■ **Document segment**:
---------------
BOSTON (CBS) -- Eric Hosmer is ready to cash in as a free agent, and the Red Sox are reportedly going to come calling.

The Royals first baseman is set to become a free agent in the offseason, and the Red Sox are expected to be among the teams targeting him, according to a report by FanRag Sports' Jon Heyman. With Mitch Moreland departing via free agency and Hanley Ramirez expected to continue to be the starting DH, the Red Sox will be in the market for a first baseman. Hosmer would represent the best possible free-agent acquisition at the position.

Hosmer, 28, would immediately become one of the most experienced Red Sox in terms of the postseason. He'd be the only player other than Dustin Pedroia to have won even a single World Series championship, as he reached the top of the mountain with the Royals in 2015.
---------------
■ **Source material**:
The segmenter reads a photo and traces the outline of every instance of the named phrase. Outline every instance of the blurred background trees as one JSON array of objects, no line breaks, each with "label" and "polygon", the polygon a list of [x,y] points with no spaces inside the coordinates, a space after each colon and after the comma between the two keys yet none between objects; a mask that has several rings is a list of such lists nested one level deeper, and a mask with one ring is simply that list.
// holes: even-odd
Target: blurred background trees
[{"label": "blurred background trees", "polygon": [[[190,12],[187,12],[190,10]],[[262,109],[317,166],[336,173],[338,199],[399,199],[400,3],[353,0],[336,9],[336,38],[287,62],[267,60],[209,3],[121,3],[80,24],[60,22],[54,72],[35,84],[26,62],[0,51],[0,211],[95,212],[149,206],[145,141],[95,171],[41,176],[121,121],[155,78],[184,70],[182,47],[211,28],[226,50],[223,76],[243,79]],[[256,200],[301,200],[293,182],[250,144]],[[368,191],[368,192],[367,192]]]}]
---------------
Revise the Hosmer report from "BOSTON (CBS) -- Eric" up to and including "Royals in 2015.", putting "Eric Hosmer" wherever "Hosmer" appears. This exercise does not use the listing.

■ **The result**:
BOSTON (CBS) -- Eric Eric Hosmer is ready to cash in as a free agent, and the Red Sox are reportedly going to come calling.

The Royals first baseman is set to become a free agent in the offseason, and the Red Sox are expected to be among the teams targeting him, according to a report by FanRag Sports' Jon Heyman. With Mitch Moreland departing via free agency and Hanley Ramirez expected to continue to be the starting DH, the Red Sox will be in the market for a first baseman. Eric Hosmer would represent the best possible free-agent acquisition at the position.

Eric Hosmer, 28, would immediately become one of the most experienced Red Sox in terms of the postseason. He'd be the only player other than Dustin Pedroia to have won even a single World Series championship, as he reached the top of the mountain with the Royals in 2015.